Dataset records
□ □ □ □

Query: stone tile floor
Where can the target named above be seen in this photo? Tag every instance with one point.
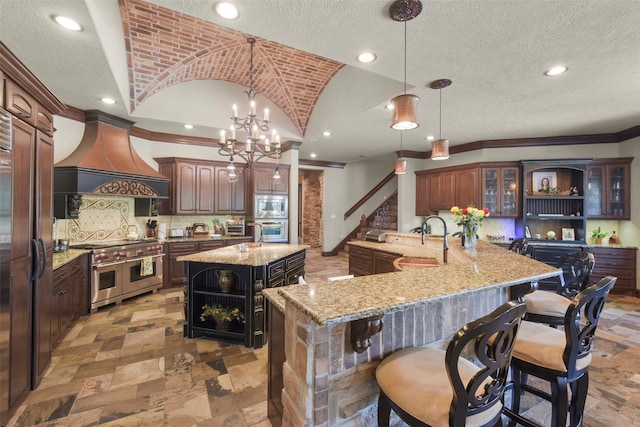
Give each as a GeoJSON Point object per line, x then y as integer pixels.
{"type": "Point", "coordinates": [129, 365]}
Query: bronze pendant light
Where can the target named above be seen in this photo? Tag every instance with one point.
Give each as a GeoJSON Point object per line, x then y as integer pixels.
{"type": "Point", "coordinates": [401, 162]}
{"type": "Point", "coordinates": [405, 105]}
{"type": "Point", "coordinates": [440, 147]}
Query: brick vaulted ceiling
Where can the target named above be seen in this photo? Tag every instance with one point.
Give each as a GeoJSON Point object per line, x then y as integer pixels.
{"type": "Point", "coordinates": [165, 48]}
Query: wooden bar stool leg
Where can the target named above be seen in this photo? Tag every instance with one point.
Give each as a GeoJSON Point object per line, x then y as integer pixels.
{"type": "Point", "coordinates": [384, 410]}
{"type": "Point", "coordinates": [560, 396]}
{"type": "Point", "coordinates": [578, 399]}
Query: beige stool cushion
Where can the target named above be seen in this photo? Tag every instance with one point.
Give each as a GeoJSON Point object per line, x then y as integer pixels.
{"type": "Point", "coordinates": [547, 303]}
{"type": "Point", "coordinates": [543, 345]}
{"type": "Point", "coordinates": [416, 379]}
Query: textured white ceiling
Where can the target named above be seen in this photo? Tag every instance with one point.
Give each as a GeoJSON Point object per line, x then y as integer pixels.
{"type": "Point", "coordinates": [494, 52]}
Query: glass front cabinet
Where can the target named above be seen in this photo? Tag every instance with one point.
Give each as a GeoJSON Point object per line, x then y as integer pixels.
{"type": "Point", "coordinates": [608, 188]}
{"type": "Point", "coordinates": [501, 190]}
{"type": "Point", "coordinates": [554, 200]}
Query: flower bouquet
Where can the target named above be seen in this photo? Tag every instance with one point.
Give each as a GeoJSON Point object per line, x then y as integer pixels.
{"type": "Point", "coordinates": [470, 219]}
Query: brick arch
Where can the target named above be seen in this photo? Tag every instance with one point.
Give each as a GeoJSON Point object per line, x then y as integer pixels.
{"type": "Point", "coordinates": [165, 48]}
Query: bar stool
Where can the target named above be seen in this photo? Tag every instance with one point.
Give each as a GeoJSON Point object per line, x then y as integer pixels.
{"type": "Point", "coordinates": [560, 357]}
{"type": "Point", "coordinates": [550, 307]}
{"type": "Point", "coordinates": [431, 387]}
{"type": "Point", "coordinates": [519, 246]}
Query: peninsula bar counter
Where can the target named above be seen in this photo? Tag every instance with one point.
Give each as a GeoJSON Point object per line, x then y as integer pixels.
{"type": "Point", "coordinates": [326, 382]}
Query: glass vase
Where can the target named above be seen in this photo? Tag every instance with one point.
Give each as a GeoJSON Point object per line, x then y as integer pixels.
{"type": "Point", "coordinates": [470, 236]}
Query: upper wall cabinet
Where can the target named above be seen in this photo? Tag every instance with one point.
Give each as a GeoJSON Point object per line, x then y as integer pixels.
{"type": "Point", "coordinates": [263, 179]}
{"type": "Point", "coordinates": [554, 200]}
{"type": "Point", "coordinates": [229, 196]}
{"type": "Point", "coordinates": [440, 189]}
{"type": "Point", "coordinates": [200, 188]}
{"type": "Point", "coordinates": [609, 188]}
{"type": "Point", "coordinates": [501, 189]}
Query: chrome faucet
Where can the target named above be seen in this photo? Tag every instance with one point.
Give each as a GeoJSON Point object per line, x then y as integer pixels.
{"type": "Point", "coordinates": [445, 245]}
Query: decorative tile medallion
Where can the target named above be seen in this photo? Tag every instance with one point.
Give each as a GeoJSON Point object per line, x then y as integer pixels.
{"type": "Point", "coordinates": [100, 219]}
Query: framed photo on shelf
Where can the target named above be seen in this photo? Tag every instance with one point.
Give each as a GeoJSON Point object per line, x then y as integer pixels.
{"type": "Point", "coordinates": [544, 182]}
{"type": "Point", "coordinates": [568, 234]}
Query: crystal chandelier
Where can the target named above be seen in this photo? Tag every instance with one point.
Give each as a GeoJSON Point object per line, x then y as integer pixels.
{"type": "Point", "coordinates": [258, 142]}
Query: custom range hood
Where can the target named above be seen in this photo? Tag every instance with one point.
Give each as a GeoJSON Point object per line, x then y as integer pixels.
{"type": "Point", "coordinates": [105, 163]}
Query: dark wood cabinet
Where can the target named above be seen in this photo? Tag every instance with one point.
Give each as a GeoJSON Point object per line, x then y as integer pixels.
{"type": "Point", "coordinates": [609, 189]}
{"type": "Point", "coordinates": [175, 273]}
{"type": "Point", "coordinates": [467, 187]}
{"type": "Point", "coordinates": [69, 296]}
{"type": "Point", "coordinates": [383, 262]}
{"type": "Point", "coordinates": [191, 187]}
{"type": "Point", "coordinates": [500, 189]}
{"type": "Point", "coordinates": [560, 208]}
{"type": "Point", "coordinates": [201, 188]}
{"type": "Point", "coordinates": [618, 262]}
{"type": "Point", "coordinates": [360, 261]}
{"type": "Point", "coordinates": [423, 195]}
{"type": "Point", "coordinates": [26, 354]}
{"type": "Point", "coordinates": [248, 281]}
{"type": "Point", "coordinates": [195, 185]}
{"type": "Point", "coordinates": [440, 189]}
{"type": "Point", "coordinates": [365, 261]}
{"type": "Point", "coordinates": [229, 196]}
{"type": "Point", "coordinates": [263, 179]}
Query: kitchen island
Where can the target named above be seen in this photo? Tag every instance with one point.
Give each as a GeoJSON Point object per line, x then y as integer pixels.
{"type": "Point", "coordinates": [234, 277]}
{"type": "Point", "coordinates": [336, 333]}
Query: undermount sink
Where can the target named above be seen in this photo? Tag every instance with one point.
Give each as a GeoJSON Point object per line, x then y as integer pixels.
{"type": "Point", "coordinates": [413, 262]}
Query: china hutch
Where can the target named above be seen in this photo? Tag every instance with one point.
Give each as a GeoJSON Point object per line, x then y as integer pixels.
{"type": "Point", "coordinates": [553, 200]}
{"type": "Point", "coordinates": [608, 188]}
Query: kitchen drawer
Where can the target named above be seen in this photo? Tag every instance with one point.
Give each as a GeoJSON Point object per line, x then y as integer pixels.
{"type": "Point", "coordinates": [359, 252]}
{"type": "Point", "coordinates": [211, 244]}
{"type": "Point", "coordinates": [360, 266]}
{"type": "Point", "coordinates": [383, 262]}
{"type": "Point", "coordinates": [180, 247]}
{"type": "Point", "coordinates": [295, 261]}
{"type": "Point", "coordinates": [622, 255]}
{"type": "Point", "coordinates": [276, 268]}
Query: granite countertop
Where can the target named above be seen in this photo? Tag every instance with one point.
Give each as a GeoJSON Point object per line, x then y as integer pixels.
{"type": "Point", "coordinates": [62, 258]}
{"type": "Point", "coordinates": [361, 297]}
{"type": "Point", "coordinates": [256, 254]}
{"type": "Point", "coordinates": [204, 238]}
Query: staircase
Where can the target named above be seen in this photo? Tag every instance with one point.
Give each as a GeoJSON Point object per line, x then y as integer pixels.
{"type": "Point", "coordinates": [384, 218]}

□ □ □ □

> **Directive**: Write out the listing again, replacing "this photo" with "this image" everywhere and keeping everything else the same. Omit the pictures from your answer.

> **Worked answer**:
Query: stone tile floor
Where can the target named above be seen in this image? Tag every instance with one point.
Give each as a GeoJSON Point object per line, x then y as integer pixels.
{"type": "Point", "coordinates": [129, 365]}
Query: bronze pendant light
Where can the target named above be seen in this image? Tag every instance with one point.
Give each as a GeoJSON Point object per line, x then y as integer pixels.
{"type": "Point", "coordinates": [401, 162]}
{"type": "Point", "coordinates": [405, 105]}
{"type": "Point", "coordinates": [440, 147]}
Query: brick vaulted ceiling
Where can the target named above be seen in this image? Tag every instance with one point.
Give each as a GeoJSON Point object per line, x then y as integer pixels.
{"type": "Point", "coordinates": [165, 48]}
Query: wooden bar stool leg
Where can the target named above be seen in this image? Tag every instance with one point.
Give each as a GeoJSON Point object per line, x then y as integer pixels.
{"type": "Point", "coordinates": [384, 410]}
{"type": "Point", "coordinates": [560, 396]}
{"type": "Point", "coordinates": [578, 399]}
Query: beige stool cushion
Where can the target named above be seen in this image? Tag every instance with one point.
Give each as a GeoJSON Point object per line, x then y as integer pixels.
{"type": "Point", "coordinates": [547, 303]}
{"type": "Point", "coordinates": [543, 345]}
{"type": "Point", "coordinates": [416, 379]}
Query: textured white ceiling
Where can the target named above be seen in this image? Tag every instance with one point.
Give each as a GeoJSON Point object per line, x then y as integer pixels.
{"type": "Point", "coordinates": [494, 52]}
Query: glass front cabinet
Where can the target named above be seen in this image? Tag every instance with one point.
Give each as a GeoJSON Point object per line, x then y as integer pixels.
{"type": "Point", "coordinates": [608, 188]}
{"type": "Point", "coordinates": [501, 190]}
{"type": "Point", "coordinates": [554, 200]}
Query: flower bouquet
Where can the target named above be seen in this image? Tag every instance with one point.
Give each as a GeoJSON Point object per line, x then y as integer pixels.
{"type": "Point", "coordinates": [470, 219]}
Query: brick arch
Where can the target named above be seen in this image? Tag every instance with one point.
Give each as a GeoJSON Point object per line, x then y as integer pixels.
{"type": "Point", "coordinates": [165, 48]}
Query: bar stool
Where can the target named above be seen in this image? Tag every instance with one point.
Give each as a GeoJSON Point object per line, x then y as integer pixels.
{"type": "Point", "coordinates": [560, 357]}
{"type": "Point", "coordinates": [550, 307]}
{"type": "Point", "coordinates": [431, 387]}
{"type": "Point", "coordinates": [519, 246]}
Query: peninsula bar counter
Where can the target named above be seen in this image? Tag every instance with one point.
Give each as a GeoJSON Point object per line, x then y as integer pixels.
{"type": "Point", "coordinates": [326, 382]}
Query: glass vase
Where can the target named above be seen in this image? Tag every instance with one point.
Give each as a GeoJSON Point object per line, x then y as integer pixels.
{"type": "Point", "coordinates": [470, 236]}
Query: upper wall cabinet
Where can the target named above be seen in this image? Tag every instance with one point.
Give each as a GeoJSON Point object per line, x then y as integer pixels.
{"type": "Point", "coordinates": [263, 179]}
{"type": "Point", "coordinates": [554, 200]}
{"type": "Point", "coordinates": [229, 196]}
{"type": "Point", "coordinates": [440, 189]}
{"type": "Point", "coordinates": [200, 188]}
{"type": "Point", "coordinates": [609, 188]}
{"type": "Point", "coordinates": [501, 189]}
Query: chrome faucet
Where can the target named above be seen in this image? Tag every instance with one point.
Give each as a GeoJSON Point object per line, x then y as integer pixels.
{"type": "Point", "coordinates": [445, 245]}
Query: decorative tile medallion
Where can the target named above be seen in this image? Tag every instance with one point.
Give each as a GeoJSON Point object per line, x then y as integer pixels.
{"type": "Point", "coordinates": [100, 219]}
Query: framed photo on shelf
Where can the target named above be seen in this image? Tag every instance with one point.
Give each as a GeoJSON Point object per line, x then y as integer pixels.
{"type": "Point", "coordinates": [544, 182]}
{"type": "Point", "coordinates": [568, 234]}
Query: crystal chandelier
Where can the target named above be seen in this image? Tag every instance with one point.
Give each as a GeoJSON Point object per line, x then y as integer pixels.
{"type": "Point", "coordinates": [258, 142]}
Query: custom range hood
Where can the target named above be seen in this image? Tag every instance with one point.
Give each as a GeoJSON Point object per line, x then y as integer pixels.
{"type": "Point", "coordinates": [105, 163]}
Query: dark wood cabinet
Where can the target named above be seen in this image? Tag every instance with one point.
Give each as a GeoJSON Point object per line, x then y as integer pixels.
{"type": "Point", "coordinates": [609, 189]}
{"type": "Point", "coordinates": [175, 273]}
{"type": "Point", "coordinates": [467, 187]}
{"type": "Point", "coordinates": [69, 296]}
{"type": "Point", "coordinates": [383, 262]}
{"type": "Point", "coordinates": [191, 187]}
{"type": "Point", "coordinates": [500, 189]}
{"type": "Point", "coordinates": [560, 208]}
{"type": "Point", "coordinates": [201, 188]}
{"type": "Point", "coordinates": [618, 262]}
{"type": "Point", "coordinates": [360, 261]}
{"type": "Point", "coordinates": [423, 195]}
{"type": "Point", "coordinates": [26, 354]}
{"type": "Point", "coordinates": [248, 281]}
{"type": "Point", "coordinates": [195, 185]}
{"type": "Point", "coordinates": [440, 189]}
{"type": "Point", "coordinates": [365, 261]}
{"type": "Point", "coordinates": [229, 196]}
{"type": "Point", "coordinates": [263, 179]}
Query: kitchen island
Where can the target named above be seen in this image? Tag every instance with one point.
Give each as a GeoJSON Point object per line, x then y as integer pixels.
{"type": "Point", "coordinates": [234, 277]}
{"type": "Point", "coordinates": [336, 333]}
Query: undermount sink
Where can the target named above be seen in this image? Tag every instance with one point.
Give each as a GeoJSON Point object per line, x then y as integer pixels.
{"type": "Point", "coordinates": [413, 262]}
Query: china hutch
Where can the target named above be seen in this image? Tag every instance with one point.
Give each as a GeoJSON Point object per line, x then y as integer pixels.
{"type": "Point", "coordinates": [553, 200]}
{"type": "Point", "coordinates": [608, 188]}
Query: kitchen drawer
Where can the target named above be seen in this image? Tag every instance with one point.
Give each as a GeoJSON Point object per line, x then y as integer pixels.
{"type": "Point", "coordinates": [359, 252]}
{"type": "Point", "coordinates": [211, 244]}
{"type": "Point", "coordinates": [360, 266]}
{"type": "Point", "coordinates": [383, 262]}
{"type": "Point", "coordinates": [180, 247]}
{"type": "Point", "coordinates": [295, 261]}
{"type": "Point", "coordinates": [622, 255]}
{"type": "Point", "coordinates": [276, 268]}
Query: granite countertop
Where can the target named above be seen in this image? Tag every instance with one point.
Give each as a GeoJSON Point object per line, x then y as integer pixels.
{"type": "Point", "coordinates": [62, 258]}
{"type": "Point", "coordinates": [361, 297]}
{"type": "Point", "coordinates": [256, 254]}
{"type": "Point", "coordinates": [204, 238]}
Query: staircase
Where can the target named above be seen in this image? Tag every instance with one point.
Give each as a GeoJSON Point object per line, x then y as integer pixels.
{"type": "Point", "coordinates": [384, 218]}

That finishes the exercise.